# AVAILABLE RECORDS
****

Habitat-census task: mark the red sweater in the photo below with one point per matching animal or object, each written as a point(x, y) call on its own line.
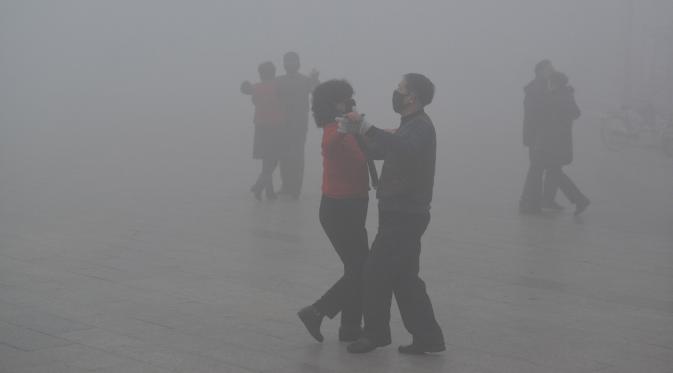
point(345, 173)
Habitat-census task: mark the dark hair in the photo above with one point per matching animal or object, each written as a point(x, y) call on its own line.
point(541, 66)
point(292, 57)
point(325, 98)
point(421, 86)
point(267, 70)
point(559, 79)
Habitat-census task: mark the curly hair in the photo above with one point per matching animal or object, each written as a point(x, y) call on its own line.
point(325, 98)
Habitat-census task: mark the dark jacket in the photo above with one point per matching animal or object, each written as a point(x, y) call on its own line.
point(533, 109)
point(408, 173)
point(294, 91)
point(553, 138)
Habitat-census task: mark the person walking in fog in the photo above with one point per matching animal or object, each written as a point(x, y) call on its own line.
point(268, 120)
point(404, 192)
point(554, 141)
point(549, 110)
point(533, 118)
point(343, 211)
point(294, 89)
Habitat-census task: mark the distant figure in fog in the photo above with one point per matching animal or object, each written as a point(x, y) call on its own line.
point(549, 111)
point(404, 193)
point(555, 143)
point(343, 211)
point(269, 119)
point(294, 89)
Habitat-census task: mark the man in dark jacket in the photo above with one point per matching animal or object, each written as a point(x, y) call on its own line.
point(404, 193)
point(534, 117)
point(294, 89)
point(553, 143)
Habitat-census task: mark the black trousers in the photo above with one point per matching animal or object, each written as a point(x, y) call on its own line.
point(531, 196)
point(344, 223)
point(556, 179)
point(543, 180)
point(392, 268)
point(265, 179)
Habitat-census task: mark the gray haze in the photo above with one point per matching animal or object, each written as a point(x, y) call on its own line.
point(129, 240)
point(138, 100)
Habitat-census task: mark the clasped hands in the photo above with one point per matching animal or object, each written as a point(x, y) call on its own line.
point(353, 123)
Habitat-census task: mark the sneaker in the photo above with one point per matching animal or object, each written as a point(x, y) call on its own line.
point(421, 349)
point(362, 346)
point(581, 206)
point(349, 333)
point(312, 319)
point(552, 206)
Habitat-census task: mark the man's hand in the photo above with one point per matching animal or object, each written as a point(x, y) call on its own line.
point(363, 125)
point(347, 126)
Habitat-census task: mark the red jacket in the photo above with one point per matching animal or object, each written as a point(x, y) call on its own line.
point(268, 109)
point(345, 173)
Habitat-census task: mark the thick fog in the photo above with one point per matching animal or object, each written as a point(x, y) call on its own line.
point(130, 239)
point(108, 103)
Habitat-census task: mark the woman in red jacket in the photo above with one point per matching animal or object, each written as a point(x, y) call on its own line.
point(343, 211)
point(268, 141)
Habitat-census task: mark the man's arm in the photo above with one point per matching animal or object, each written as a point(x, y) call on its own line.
point(246, 88)
point(407, 144)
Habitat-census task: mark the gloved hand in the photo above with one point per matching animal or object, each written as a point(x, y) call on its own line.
point(363, 125)
point(347, 126)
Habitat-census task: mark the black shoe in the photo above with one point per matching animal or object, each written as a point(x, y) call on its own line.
point(257, 191)
point(581, 206)
point(349, 333)
point(312, 320)
point(552, 206)
point(362, 346)
point(421, 349)
point(532, 210)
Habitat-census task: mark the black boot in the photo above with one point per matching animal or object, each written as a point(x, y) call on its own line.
point(553, 205)
point(257, 191)
point(312, 319)
point(362, 346)
point(349, 333)
point(416, 348)
point(582, 205)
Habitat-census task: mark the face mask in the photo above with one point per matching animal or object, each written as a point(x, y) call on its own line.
point(398, 101)
point(350, 105)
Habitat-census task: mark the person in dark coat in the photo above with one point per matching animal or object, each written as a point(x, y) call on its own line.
point(404, 193)
point(343, 211)
point(534, 118)
point(294, 89)
point(554, 143)
point(269, 118)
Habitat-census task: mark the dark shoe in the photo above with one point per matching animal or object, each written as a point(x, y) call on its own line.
point(349, 333)
point(552, 206)
point(527, 209)
point(312, 320)
point(581, 206)
point(257, 191)
point(362, 346)
point(421, 349)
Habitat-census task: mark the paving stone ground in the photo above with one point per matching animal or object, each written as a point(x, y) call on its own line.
point(143, 251)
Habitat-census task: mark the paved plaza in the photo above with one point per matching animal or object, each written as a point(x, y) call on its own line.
point(154, 257)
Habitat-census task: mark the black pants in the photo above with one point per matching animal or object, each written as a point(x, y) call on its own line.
point(531, 197)
point(344, 222)
point(392, 268)
point(292, 163)
point(265, 179)
point(556, 179)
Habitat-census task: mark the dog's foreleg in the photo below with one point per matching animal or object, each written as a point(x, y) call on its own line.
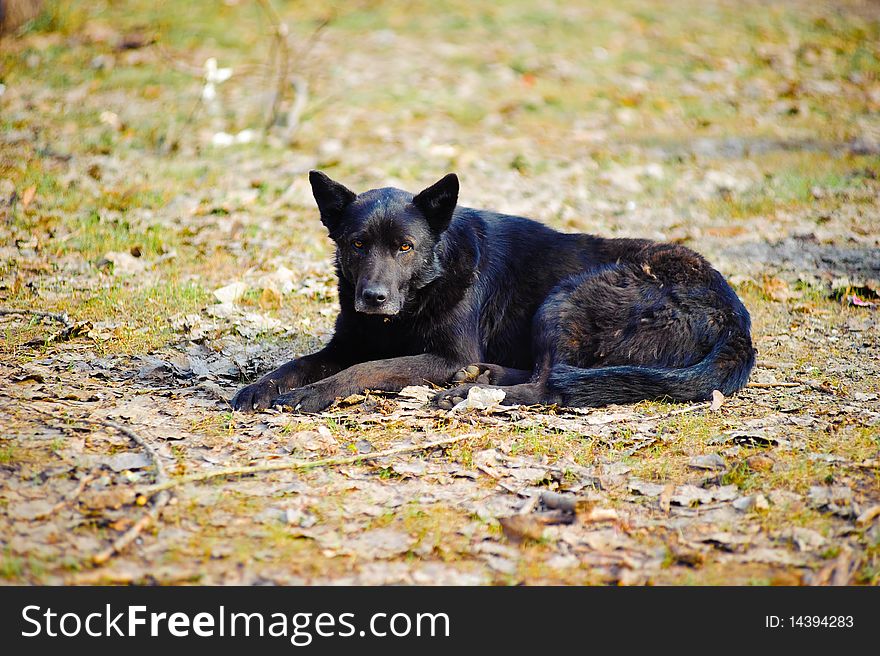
point(390, 375)
point(293, 374)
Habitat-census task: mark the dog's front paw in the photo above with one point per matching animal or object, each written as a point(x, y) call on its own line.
point(257, 396)
point(304, 399)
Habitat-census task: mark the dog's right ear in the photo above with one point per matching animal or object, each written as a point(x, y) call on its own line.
point(331, 197)
point(438, 201)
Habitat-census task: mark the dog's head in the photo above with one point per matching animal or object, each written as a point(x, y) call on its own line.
point(385, 238)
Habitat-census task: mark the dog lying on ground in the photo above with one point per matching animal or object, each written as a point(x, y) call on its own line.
point(431, 292)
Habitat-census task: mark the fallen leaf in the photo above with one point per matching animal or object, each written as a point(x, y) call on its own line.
point(27, 196)
point(231, 292)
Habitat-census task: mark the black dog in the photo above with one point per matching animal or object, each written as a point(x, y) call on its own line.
point(427, 288)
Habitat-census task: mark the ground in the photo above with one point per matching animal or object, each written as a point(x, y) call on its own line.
point(173, 241)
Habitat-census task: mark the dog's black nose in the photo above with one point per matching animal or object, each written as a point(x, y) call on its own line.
point(375, 295)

****

# TASK STATEMENT
Convert every row above into a JSON list of strings, one string per line, omitting blank lines and the pictures.

# CORRECT ANSWER
[
  "Habitat-census task: mark the red sweater in the photo below with one point per matching animal or object, each written as a point(x, y) call on its own line.",
  "point(345, 173)",
  "Habitat-census task: mark the dark hair in the photo above with one point per matching animal or object, each written as a point(x, y) call on its own line.",
  "point(541, 66)",
  "point(292, 57)",
  "point(325, 98)",
  "point(421, 86)",
  "point(267, 70)",
  "point(559, 79)",
  "Habitat-census task: mark the curly hair in the photo above with one point per matching animal or object, each written as a point(x, y) call on its own line.",
  "point(325, 98)",
  "Habitat-census task: mark the dark jacket in the photo above with one point per matching animal or object, each written as a point(x, y) call on its own line.",
  "point(533, 109)",
  "point(408, 173)",
  "point(294, 91)",
  "point(553, 138)",
  "Habitat-census task: mark the person walking in fog in the photo above with one point per matching animal or object, each written as a point(x, y) call on its own line.",
  "point(268, 120)",
  "point(404, 192)",
  "point(554, 141)",
  "point(549, 110)",
  "point(533, 118)",
  "point(343, 211)",
  "point(294, 89)",
  "Habitat-census task: mark the distant figure in fog in the photo above with one point per matching animal or object, each written as a point(x, y) call on its own line.",
  "point(549, 111)",
  "point(404, 193)",
  "point(555, 143)",
  "point(343, 211)",
  "point(269, 119)",
  "point(294, 89)",
  "Habitat-census task: mark the man in dark jacket in the photo above with one point per matching animal or object, each written as a point(x, y) call on its own line.",
  "point(404, 193)",
  "point(534, 117)",
  "point(294, 89)",
  "point(553, 143)",
  "Habitat-census task: mark the black trousers in the photo above with one point per matching animal or object, each written as a point(x, y) call on its own line.",
  "point(531, 196)",
  "point(344, 223)",
  "point(556, 179)",
  "point(543, 180)",
  "point(392, 268)",
  "point(265, 179)",
  "Habitat-census task: mark the gray haze in the photo above with one point per matching animal or object, each written as a point(x, y) call on its own line.",
  "point(129, 240)",
  "point(138, 100)",
  "Habitat-census task: mark the clasped hands in the photo above with one point per matching animal or object, each written as a point(x, y) call on its own line.",
  "point(353, 123)",
  "Habitat-census task: mark the sneaker in the photo above with one point per matching animal or object, each written as a point(x, y) call on its own line.",
  "point(421, 349)",
  "point(362, 346)",
  "point(581, 206)",
  "point(349, 333)",
  "point(312, 319)",
  "point(552, 206)",
  "Habitat-census task: mark the man's hand in the photo above with one point per matching animal or object, each written as a point(x, y) call on its own line.",
  "point(363, 125)",
  "point(347, 126)",
  "Habitat-census task: mark the red jacket in the photo above with one point per matching animal or object, each written as a point(x, y) call on its own line.",
  "point(268, 109)",
  "point(345, 173)",
  "Habitat-census task: mark the thick fog in the photo above with one point per matching animal or object, each written as a point(x, y) call on its own line.",
  "point(130, 239)",
  "point(108, 103)",
  "Habitat-census task: mark the woman in red jacket in the photo above with one point per matching animal or object, each written as a point(x, y) call on its own line.",
  "point(343, 211)",
  "point(268, 141)",
  "Habitat-census task: mark the man's arm in the photo above with one point per matching animal or object, each written as a point(x, y) call on its own line.",
  "point(246, 88)",
  "point(407, 144)",
  "Habitat-census task: mark the gloved hand in the photo above with one point per matching animal or object, each written as a point(x, y) call on its own line.",
  "point(363, 125)",
  "point(347, 126)",
  "Habitat-census task: mark the black shoe in the photo above with one point per matching animal or object, each written as a point(x, y) call on its own line.",
  "point(257, 191)",
  "point(581, 206)",
  "point(349, 333)",
  "point(312, 320)",
  "point(552, 206)",
  "point(362, 346)",
  "point(421, 349)",
  "point(532, 210)",
  "Habitat-census task: mark the black boot in the photo above with one point per matching animal or object, each written as a point(x, y) call on its own line.",
  "point(553, 205)",
  "point(257, 191)",
  "point(312, 319)",
  "point(362, 346)",
  "point(349, 333)",
  "point(416, 348)",
  "point(582, 205)",
  "Habitat-census task: mark the face mask in the photo above with one point per matching animal or object, each written as a point(x, y) call on its own line.",
  "point(398, 101)",
  "point(350, 105)",
  "Habitat-census task: mark the person in dark coat in the photo above with one point per matching animal or object, each written as a point(x, y) call on its own line.",
  "point(404, 193)",
  "point(343, 211)",
  "point(534, 118)",
  "point(294, 89)",
  "point(554, 143)",
  "point(269, 118)",
  "Habitat-census task: mark the dark shoe in the photo above with one point per matching animal or object, each written as a point(x, y) call on its own line.",
  "point(349, 333)",
  "point(552, 206)",
  "point(527, 209)",
  "point(312, 320)",
  "point(581, 206)",
  "point(257, 191)",
  "point(362, 346)",
  "point(421, 349)",
  "Habitat-census task: mark the paving stone ground in the photo above with one point per matching animal or object, each written as a point(x, y) call on its own line.",
  "point(143, 251)",
  "Habitat-census task: mark the paved plaza in the photo above with one point per matching animal or object, each written as a point(x, y) call on its own line.",
  "point(154, 257)",
  "Habitat-census task: mark the black pants in the photo above with one point per matching animal or object, each written as a point(x, y) call on its own line.",
  "point(531, 197)",
  "point(344, 222)",
  "point(392, 268)",
  "point(292, 163)",
  "point(265, 179)",
  "point(556, 179)",
  "Habitat-census task: mark the dog's foreleg in the photo below with one point per matching animal or object, each written as a point(x, y) call on its own line.",
  "point(390, 375)",
  "point(293, 374)",
  "Habitat-census task: mark the dog's front paw in the photo above with one point per matching animal or object, each written as a point(x, y) call on its own line.",
  "point(257, 396)",
  "point(304, 399)",
  "Habitat-census task: mark the dog's right ear in the photo above with one point per matching animal or object, each written as a point(x, y) call on its own line.",
  "point(331, 197)",
  "point(438, 201)",
  "Habitat-census task: mark the dog's head in the photo above with one point per matching animal or object, each written as a point(x, y) call on its own line.",
  "point(385, 238)",
  "Habitat-census task: mark the dog lying on ground in the photo above with one point per matching animal or object, each written as a point(x, y) call on its own line.",
  "point(431, 292)",
  "Habitat-census task: mark the fallen leaf in the photo above with one point per matching animal or object, each written as a point(x, y) call on its own line.",
  "point(27, 196)",
  "point(231, 292)",
  "Habitat-census task: mark the black dog in the photo above with one point per matching animal or object, each written as a point(x, y) call on its own line.",
  "point(427, 288)",
  "Habitat-census task: mark the ground in the photo above with one point per matching animal or object, each written as a point(x, y) call on its own line.",
  "point(173, 241)",
  "Habitat-census task: mark the dog's black nose in the photo above with one point per matching animal or object, each written as a point(x, y) call on its own line.",
  "point(375, 295)"
]